__Requirement A__.
From the article on the commissioning of HMAS Choules, list every person named as taking part in or attending the commissioning ceremony, with the title the article gives each.
__Requirement B__.
Carry on the article on the commissioning of HMAS Choules from its final line.
[Opening Passage provided section]
The Royal Australian Navy has officially commissioned the HMAS Choules Landing Ship Dock (LSD), which was originally commissioned into service with the Royal Navy in 2006 as the RFA Largs Bay.
The Commander of the Australian Fleet, Rear Admiral Stephen Gilmore AM, CSC, officially commissioned the vessel at a ceremony conducted at the Fremantle Passenger Terminal yesterday.
Minister for Defence Stephen Smith, Minister for Defence Materiel Jason Clare and Parliamentary Secretary for Defence David Feeney joined the Chief of Navy Vice Admiral Ray Griggs AM CSC at the commissioning.
“The acquisition of this ship will help ensure that the Royal Australian Navy has the amphibious capability it needs for operations and humanitarian support in our region in the period leading up to the arrival of the Royal Australian Navy’s Landing Helicopter Dock Ships in 2014 and 2015,” the Australian ministry of defence said.
The Bay-class ships have a full load displacement of 16,160 tonnes (15,900 long tons). Each is 176.6m long, with a beam of 26.4m, and a draught of 5.8m. Maximum speed is 18 knots (33 km/h), and the Bay-class ships can achieve a range of 8000 nautical miles (15,000km) at 15 knots (28 km/h. For self defence, Largs Bay was fitted with two Alliant Techsystems Mk44 Bushmaster II 30mm chain guns and up to six 7.62mm L7 general purpose machine guns, the British version of the FN MAG58. The standard ship’s company consists of 60 officers and sailors.
As a sealift ship, Largs Bay is capable of carrying up to 24 tanks or 150 light trucks. During normal conditions, a Bay class ship can carry 356 soldiers. No helicopters are carried onboard, but the twin-spot flight deck is capable of handling helicopters up to the size of Chinooks. The well dock can carry one LCU Mark 10 or two LCVPs, and two Mexeflotes can be suspended from the ship’s flanks. Two 30-ton cranes are fitted between the superstructure and the flight deck.
The Royal Australian Navy now has the following amphibious capability if required to provide humanitarian and disaster relief during the current cyclone season:
•Windermere – leased from P&O until 31 January 2012, with the option to extend to the end of February 2012;
•HMNZS Canterbury – under Australia’s agreement with New Zealand it would be made available as part of the joint Pacific-focused Ready Response Force, subject to any operational requirements in New Zealand; and,
•A number of Landing Craft, Heavy.
[Closing Passage provided section]
[Opening Records shown section]
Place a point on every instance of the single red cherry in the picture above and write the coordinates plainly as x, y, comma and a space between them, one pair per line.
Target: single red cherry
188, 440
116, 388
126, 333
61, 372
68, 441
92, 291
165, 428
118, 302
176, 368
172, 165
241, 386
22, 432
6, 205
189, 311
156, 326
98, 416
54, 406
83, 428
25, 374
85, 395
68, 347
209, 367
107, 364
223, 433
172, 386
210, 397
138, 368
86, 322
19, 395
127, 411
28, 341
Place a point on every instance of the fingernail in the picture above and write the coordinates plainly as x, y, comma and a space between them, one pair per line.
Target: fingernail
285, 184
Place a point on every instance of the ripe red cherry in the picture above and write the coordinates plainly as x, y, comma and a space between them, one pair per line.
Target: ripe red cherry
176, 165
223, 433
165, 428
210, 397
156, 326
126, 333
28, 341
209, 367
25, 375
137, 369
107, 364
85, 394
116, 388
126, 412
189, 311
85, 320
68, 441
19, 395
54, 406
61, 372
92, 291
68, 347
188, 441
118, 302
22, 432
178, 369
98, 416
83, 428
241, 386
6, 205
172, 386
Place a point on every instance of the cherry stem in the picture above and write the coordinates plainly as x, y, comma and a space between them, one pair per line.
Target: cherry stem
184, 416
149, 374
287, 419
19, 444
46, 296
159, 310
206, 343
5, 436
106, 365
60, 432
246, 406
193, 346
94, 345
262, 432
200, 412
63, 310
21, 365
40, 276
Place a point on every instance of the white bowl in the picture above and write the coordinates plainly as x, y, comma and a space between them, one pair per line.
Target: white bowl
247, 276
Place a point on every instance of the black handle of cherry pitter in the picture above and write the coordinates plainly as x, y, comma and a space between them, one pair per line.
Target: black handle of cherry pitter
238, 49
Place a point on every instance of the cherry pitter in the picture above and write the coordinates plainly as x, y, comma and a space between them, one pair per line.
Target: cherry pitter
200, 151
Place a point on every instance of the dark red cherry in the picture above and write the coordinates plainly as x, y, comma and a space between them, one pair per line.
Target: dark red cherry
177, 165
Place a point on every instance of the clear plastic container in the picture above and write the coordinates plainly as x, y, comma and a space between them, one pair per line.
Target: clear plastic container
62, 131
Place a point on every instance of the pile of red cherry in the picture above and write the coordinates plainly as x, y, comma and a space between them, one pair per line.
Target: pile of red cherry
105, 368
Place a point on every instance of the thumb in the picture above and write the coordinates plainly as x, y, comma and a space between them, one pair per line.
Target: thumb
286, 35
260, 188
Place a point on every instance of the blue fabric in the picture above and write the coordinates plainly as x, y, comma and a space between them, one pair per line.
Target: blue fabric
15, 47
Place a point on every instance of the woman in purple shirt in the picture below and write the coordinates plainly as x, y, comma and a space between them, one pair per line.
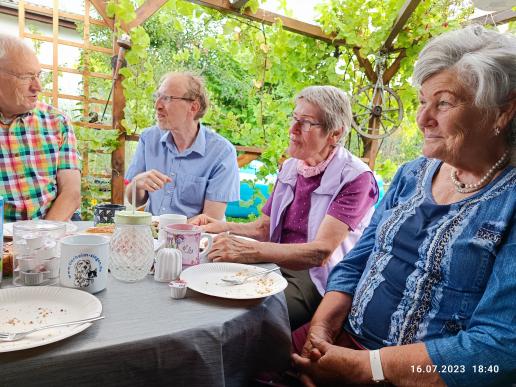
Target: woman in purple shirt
321, 203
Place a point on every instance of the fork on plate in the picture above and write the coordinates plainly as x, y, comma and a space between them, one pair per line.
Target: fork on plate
240, 281
4, 336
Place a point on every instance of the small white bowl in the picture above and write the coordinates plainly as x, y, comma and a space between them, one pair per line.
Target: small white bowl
177, 289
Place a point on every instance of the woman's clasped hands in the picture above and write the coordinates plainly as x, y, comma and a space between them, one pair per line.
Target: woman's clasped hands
322, 363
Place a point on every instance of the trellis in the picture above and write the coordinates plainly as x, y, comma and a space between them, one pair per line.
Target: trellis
247, 154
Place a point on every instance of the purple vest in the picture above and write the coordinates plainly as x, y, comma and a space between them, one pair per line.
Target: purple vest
342, 169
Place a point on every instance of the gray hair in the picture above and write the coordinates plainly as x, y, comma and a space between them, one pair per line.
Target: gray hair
484, 60
10, 44
196, 89
333, 103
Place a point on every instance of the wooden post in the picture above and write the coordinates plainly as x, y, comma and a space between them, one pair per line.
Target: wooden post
118, 156
21, 18
55, 51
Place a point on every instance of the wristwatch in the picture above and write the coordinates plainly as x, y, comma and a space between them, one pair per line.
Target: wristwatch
376, 366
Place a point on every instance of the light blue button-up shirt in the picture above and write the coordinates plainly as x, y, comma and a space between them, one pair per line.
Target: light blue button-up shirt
207, 170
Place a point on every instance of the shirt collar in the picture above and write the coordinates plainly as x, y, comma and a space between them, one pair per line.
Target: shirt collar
198, 146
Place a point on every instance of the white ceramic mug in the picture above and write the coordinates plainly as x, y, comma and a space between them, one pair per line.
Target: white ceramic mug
84, 262
165, 220
187, 239
168, 265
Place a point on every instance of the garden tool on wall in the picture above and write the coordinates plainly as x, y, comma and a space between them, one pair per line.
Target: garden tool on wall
124, 44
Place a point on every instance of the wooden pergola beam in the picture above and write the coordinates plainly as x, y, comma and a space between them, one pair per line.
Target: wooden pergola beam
403, 16
146, 11
495, 18
238, 4
100, 6
37, 17
267, 17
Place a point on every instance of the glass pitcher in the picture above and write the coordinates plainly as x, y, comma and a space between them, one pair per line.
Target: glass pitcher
132, 246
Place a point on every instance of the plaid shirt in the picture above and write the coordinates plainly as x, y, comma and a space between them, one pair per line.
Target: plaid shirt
35, 147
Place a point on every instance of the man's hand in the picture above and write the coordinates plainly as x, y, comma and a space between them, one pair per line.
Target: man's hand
227, 248
151, 181
209, 224
335, 365
321, 333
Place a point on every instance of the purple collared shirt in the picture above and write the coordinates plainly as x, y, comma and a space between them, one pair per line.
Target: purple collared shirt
349, 206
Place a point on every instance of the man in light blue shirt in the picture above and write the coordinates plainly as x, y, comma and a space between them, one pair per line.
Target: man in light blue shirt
181, 166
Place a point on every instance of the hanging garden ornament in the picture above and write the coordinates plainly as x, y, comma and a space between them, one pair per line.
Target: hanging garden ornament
377, 109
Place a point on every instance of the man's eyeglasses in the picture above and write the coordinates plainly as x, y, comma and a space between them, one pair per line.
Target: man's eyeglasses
25, 78
304, 125
169, 98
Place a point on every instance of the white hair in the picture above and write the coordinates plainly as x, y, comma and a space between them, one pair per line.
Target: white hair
334, 105
10, 44
484, 60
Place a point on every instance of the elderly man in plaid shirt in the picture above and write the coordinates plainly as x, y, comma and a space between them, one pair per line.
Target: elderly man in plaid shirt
39, 163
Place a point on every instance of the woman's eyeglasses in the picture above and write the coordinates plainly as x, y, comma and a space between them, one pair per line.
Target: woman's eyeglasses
304, 125
169, 98
24, 78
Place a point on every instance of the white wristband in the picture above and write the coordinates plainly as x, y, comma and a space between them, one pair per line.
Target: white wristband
376, 366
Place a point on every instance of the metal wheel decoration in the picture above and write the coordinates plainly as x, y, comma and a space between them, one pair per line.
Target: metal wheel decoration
377, 109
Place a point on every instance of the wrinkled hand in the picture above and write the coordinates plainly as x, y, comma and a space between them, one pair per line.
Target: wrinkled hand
228, 248
152, 180
319, 332
209, 224
336, 365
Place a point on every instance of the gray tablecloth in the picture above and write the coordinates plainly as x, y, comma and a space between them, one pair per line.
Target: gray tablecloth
148, 339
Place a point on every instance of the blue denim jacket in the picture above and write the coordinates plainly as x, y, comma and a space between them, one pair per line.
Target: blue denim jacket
460, 298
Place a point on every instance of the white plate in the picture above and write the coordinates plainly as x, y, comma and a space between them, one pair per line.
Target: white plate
8, 228
207, 278
24, 308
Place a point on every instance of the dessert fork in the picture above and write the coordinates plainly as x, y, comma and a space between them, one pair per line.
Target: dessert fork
240, 281
4, 336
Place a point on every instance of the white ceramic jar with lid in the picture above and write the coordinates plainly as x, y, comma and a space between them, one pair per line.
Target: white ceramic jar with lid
36, 252
131, 246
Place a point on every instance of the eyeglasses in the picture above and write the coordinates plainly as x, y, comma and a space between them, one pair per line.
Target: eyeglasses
169, 98
304, 125
25, 78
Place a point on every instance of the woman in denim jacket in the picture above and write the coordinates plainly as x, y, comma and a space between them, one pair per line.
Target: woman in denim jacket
430, 288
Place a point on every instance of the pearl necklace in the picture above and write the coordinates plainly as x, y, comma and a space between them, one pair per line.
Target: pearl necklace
468, 188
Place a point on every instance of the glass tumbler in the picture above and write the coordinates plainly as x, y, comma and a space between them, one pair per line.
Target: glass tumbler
131, 246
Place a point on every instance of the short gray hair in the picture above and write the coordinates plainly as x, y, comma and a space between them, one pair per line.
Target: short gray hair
484, 60
196, 89
10, 44
334, 105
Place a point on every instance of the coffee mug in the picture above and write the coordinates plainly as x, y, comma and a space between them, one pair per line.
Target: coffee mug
165, 220
84, 262
187, 239
168, 265
105, 213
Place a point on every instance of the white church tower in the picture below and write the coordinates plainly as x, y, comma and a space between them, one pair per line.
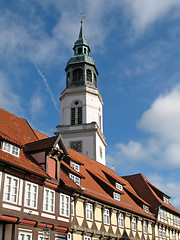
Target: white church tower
81, 105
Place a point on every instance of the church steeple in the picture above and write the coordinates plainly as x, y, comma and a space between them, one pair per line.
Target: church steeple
81, 69
81, 104
81, 45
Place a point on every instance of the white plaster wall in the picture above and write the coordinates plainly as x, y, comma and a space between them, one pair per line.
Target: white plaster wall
88, 139
92, 107
99, 144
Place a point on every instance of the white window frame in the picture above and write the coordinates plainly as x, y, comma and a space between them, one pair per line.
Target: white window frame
[Closing Records shown section]
__Exercise response A__.
- Rear Admiral Stephen Gilmore AM, CSC, Commander of the Australian Fleet
- Stephen Smith, Minister for Defence
- Jason Clare, Minister for Defence Materiel
- David Feeney, Parliamentary Secretary for Defence
- Vice Admiral Ray Griggs AM CSC, Chief of Navy

__Exercise response B__.
In April this year the Australian government announced it had successfully purchased the RFA Largs Bay in April this year for £65 million (approximately AU$100 million).
The ship weighs 16,000 tonnes. It is 176 metres long and 26 metres wide. Its flight deck has room for two large helicopters and can also carry around 150 light trucks and 350 troops.
Its cargo capacity is the equivalent of the Manoora, Kanimbla and Tobruk vessels combined.
The ship has been fittingly named after the former Chief Petty Officer Claude Choules, who passed away in May this year at the age of 110. Claude Choules saw service in World War One and World War Two, as a member of both the Royal Navy and later the Royal Australian Navy.
He was Australia’s last living link to those who served in World War One. “It is therefore fitting that this ship bears the name Choules to represent the vessel’s links to both Navies,” the Australian ministry of defence said.
“In the centenary year of Navy, it honours all of those men and women who, like Claude Choules, delivered quietly and with great dedication, loyal service to the Royal Australian Navy.”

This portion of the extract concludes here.